Start of Records supplied
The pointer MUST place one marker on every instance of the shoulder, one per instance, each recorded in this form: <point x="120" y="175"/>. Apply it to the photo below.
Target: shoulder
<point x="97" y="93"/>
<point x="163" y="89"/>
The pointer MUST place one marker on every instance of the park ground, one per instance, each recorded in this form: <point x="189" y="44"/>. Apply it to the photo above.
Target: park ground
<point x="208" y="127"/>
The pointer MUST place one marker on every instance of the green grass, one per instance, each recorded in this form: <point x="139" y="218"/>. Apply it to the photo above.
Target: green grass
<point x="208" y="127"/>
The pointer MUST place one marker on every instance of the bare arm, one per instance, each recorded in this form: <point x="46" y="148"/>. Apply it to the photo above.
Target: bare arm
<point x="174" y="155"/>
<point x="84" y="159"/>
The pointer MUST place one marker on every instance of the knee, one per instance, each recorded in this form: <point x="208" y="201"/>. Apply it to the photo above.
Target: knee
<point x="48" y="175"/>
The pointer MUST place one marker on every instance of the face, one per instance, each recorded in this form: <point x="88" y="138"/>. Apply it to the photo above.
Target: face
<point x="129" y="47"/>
End of Records supplied
#### [Activity]
Above are some lines. Repeat exactly, and only, those from the line that has "Target: park ground" through the line that has "the face, one".

#### [Result for this task]
Target: park ground
<point x="208" y="127"/>
The pointer MUST place one marker on every instance of the green grass, one per instance, each recorded in this form: <point x="139" y="218"/>. Apply it to the photo above.
Target: green grass
<point x="208" y="127"/>
The pointer MUST place one marker on every instance of the bare arm, one per instance, each recorded in this form: <point x="46" y="148"/>. Apply it to the photo above.
Target: bare arm
<point x="174" y="155"/>
<point x="84" y="159"/>
The pointer MUST place one marker on every instance of the knee, one per instance, each recorded in this form: <point x="208" y="201"/>. Apply it to the photo above.
Target: knee
<point x="48" y="175"/>
The pointer MUST place one marker on every instance of the face, one per instance, each recorded in this form: <point x="88" y="138"/>. Apply it to the photo above.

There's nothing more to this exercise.